• **TEKS UNTUK DITELAAH**
────

Saturday 25 August 2007

Tony Chen Buka Suara Soal Kontroversi MoU Microsoft

Tony Chen merasa perlu mengklarifikasi persoalan MoU yang terkesan menyudutkan Microsoft.

Lama berdiam diri, akhirnya pihak Microsoft buka suara juga. Tak tanggung-tanggung Presiden Direktur (Presdir) PT Microsoft Indonesia Tony Chen yang mencoba menengahi kontroversi tentang MoU antara Microsoft dengan Pemerintah Indonesia.

Tony Chen merasa perlu mengklarifikasi persoalan MoU tersebut yang terkesan menyudutkan Microsoft. Bahwa Microsoft akan melakukan monopoli pengadaan software bagi instansi pemerintah.

"Itu tidak benar. Microsoft bukanlah satu-satunya penyedia software untuk instansi pemerintah karena ada beberapa kementerian atau instansi pemerintah yang menggunakan software non-Microsoft. Jadi, sangat wajar jika sebagai penyedia software terbesar, produk kami juga paling banyak digunakan," kata

Tony kepada sejumlah wartawan di Jakarta, Jumat (23/3)

Tony juga menegaskan bahwa posisi Microsoft hanya diundang oleh Pemerintah Indonesia. “Kami memenuhi undangan pemerintah. Kami berupaya memberikan skema terbaik bagi proses legalisasi software yang selama ini telah digunakan oleh pemerintah. Ini adalah salah satu bentuk komitmen kami dalam membantu pemerintah untuk be legal,” ujarnya. Program legalisasi software Microsoft hanya akan dilaksanakan untuk komputer-komputer yang sudah menggunakan software Microsoft secara tidak resmi.

────

• **BAHAN YANG DIBERIKAN**
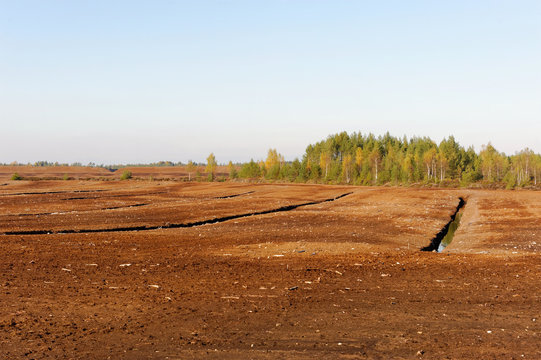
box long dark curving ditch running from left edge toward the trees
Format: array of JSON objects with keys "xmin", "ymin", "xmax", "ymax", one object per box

────

• **PETUNJUK TUGAS**
Jawab pertanyaan berikut berdasarkan berita tentang kontroversi MoU Microsoft.
(a) Apa jabatan Tony Chen?
(b) Menurut Tony Chen, sebagai apa Microsoft sehingga wajar produknya paling banyak digunakan?
(c) Program legalisasi software Microsoft hanya akan dilaksanakan untuk komputer yang bagaimana?

• **JAWABAN YANG DIHARAPKAN**
(a) Presiden Direktur (Presdir) PT Microsoft Indonesia.
(b) Sebagai penyedia software terbesar.
(c) Komputer yang sudah menggunakan software Microsoft secara tidak resmi.